Object point labels:

## START

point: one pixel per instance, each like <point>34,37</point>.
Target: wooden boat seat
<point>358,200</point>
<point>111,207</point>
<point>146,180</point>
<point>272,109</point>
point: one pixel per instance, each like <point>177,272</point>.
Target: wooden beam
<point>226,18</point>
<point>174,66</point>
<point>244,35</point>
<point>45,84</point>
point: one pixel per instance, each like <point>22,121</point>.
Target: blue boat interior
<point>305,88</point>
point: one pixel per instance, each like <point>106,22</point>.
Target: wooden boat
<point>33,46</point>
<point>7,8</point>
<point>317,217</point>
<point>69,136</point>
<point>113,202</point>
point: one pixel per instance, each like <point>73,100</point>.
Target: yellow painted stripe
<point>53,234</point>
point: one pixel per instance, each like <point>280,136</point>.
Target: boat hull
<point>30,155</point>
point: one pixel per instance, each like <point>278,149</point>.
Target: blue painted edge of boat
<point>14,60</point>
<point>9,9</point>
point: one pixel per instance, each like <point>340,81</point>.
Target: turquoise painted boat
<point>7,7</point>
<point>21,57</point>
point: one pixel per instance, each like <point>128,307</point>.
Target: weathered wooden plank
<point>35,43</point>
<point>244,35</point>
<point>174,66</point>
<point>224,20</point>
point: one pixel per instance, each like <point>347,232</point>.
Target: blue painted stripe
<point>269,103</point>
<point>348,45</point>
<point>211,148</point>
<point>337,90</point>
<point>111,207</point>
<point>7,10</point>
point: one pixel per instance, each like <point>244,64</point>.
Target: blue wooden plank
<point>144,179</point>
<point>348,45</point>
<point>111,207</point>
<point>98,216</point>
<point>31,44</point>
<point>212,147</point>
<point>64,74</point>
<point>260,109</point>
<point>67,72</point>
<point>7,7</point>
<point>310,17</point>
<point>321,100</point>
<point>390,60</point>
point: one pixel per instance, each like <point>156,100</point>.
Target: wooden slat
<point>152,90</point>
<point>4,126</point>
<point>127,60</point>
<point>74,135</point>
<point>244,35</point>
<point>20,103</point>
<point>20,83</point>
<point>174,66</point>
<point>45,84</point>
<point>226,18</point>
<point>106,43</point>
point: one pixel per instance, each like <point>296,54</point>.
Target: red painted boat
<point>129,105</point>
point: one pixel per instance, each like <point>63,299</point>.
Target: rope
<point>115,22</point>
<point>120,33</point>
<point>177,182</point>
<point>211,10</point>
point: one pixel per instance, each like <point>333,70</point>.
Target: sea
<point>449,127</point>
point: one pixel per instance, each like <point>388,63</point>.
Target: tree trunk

## END

Extract the full set of entries word for word.

point: one pixel per instance, each like <point>34,37</point>.
Target: wooden boat seat
<point>358,200</point>
<point>111,207</point>
<point>146,180</point>
<point>272,109</point>
point: one pixel per instance, each like <point>177,272</point>.
Target: wooden beam
<point>226,18</point>
<point>174,66</point>
<point>244,35</point>
<point>45,84</point>
point: one pixel per instance, each like <point>22,121</point>.
Target: blue boat interior
<point>305,88</point>
point: one pixel per instance, each like <point>106,22</point>.
Target: wooden boat
<point>33,46</point>
<point>7,8</point>
<point>317,217</point>
<point>69,136</point>
<point>113,202</point>
point: one pixel per instance, each like <point>73,100</point>.
Target: yellow painted stripe
<point>53,234</point>
point: one pixel per instance, each like <point>280,136</point>.
Target: boat hull
<point>30,155</point>
point: one pixel per instance, each like <point>278,149</point>.
Target: blue painted edge of boat
<point>14,60</point>
<point>9,9</point>
point: one pixel per instance, each like <point>340,81</point>.
Target: turquoise painted boat
<point>7,7</point>
<point>21,57</point>
point: one pixel per instance, each like <point>128,307</point>.
Target: weathered wooden plank
<point>35,43</point>
<point>244,35</point>
<point>174,66</point>
<point>224,20</point>
point: one pixel per instance, each like <point>347,232</point>.
Target: blue painted stripe
<point>269,103</point>
<point>348,45</point>
<point>211,148</point>
<point>337,90</point>
<point>111,207</point>
<point>7,10</point>
point: one pixel per instance, each like <point>244,64</point>.
Target: blue wooden plank
<point>144,179</point>
<point>348,45</point>
<point>111,207</point>
<point>98,216</point>
<point>31,44</point>
<point>212,147</point>
<point>64,74</point>
<point>260,109</point>
<point>67,72</point>
<point>7,7</point>
<point>310,17</point>
<point>321,100</point>
<point>390,60</point>
point: one pixel per instance, each like <point>156,100</point>.
Target: wooden slat
<point>152,90</point>
<point>4,126</point>
<point>127,60</point>
<point>74,135</point>
<point>244,35</point>
<point>20,103</point>
<point>20,83</point>
<point>174,66</point>
<point>45,84</point>
<point>226,18</point>
<point>106,43</point>
point: one pixel per instance, each like <point>296,54</point>.
Target: red painted boat
<point>129,105</point>
point: one pixel per instance, each like <point>63,299</point>.
Target: rope
<point>115,22</point>
<point>120,33</point>
<point>177,182</point>
<point>211,10</point>
point: one pixel per instance, each like <point>333,70</point>.
Target: sea
<point>449,127</point>
point: one pixel per instance, each like <point>388,63</point>.
Target: tree trunk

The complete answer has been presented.